┌─ TASK DATA

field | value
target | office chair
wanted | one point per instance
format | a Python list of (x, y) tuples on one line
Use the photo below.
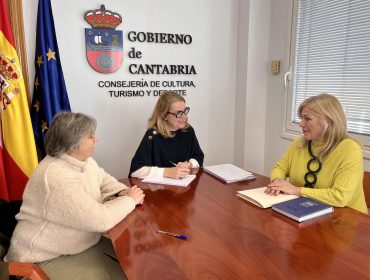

└─

DESCRIPTION OF THE TASK:
Pick out every line above that contains the word "list" and copy each of those lines in full.

ANSWER BELOW:
format | a Python list of (x, y) tuples on one line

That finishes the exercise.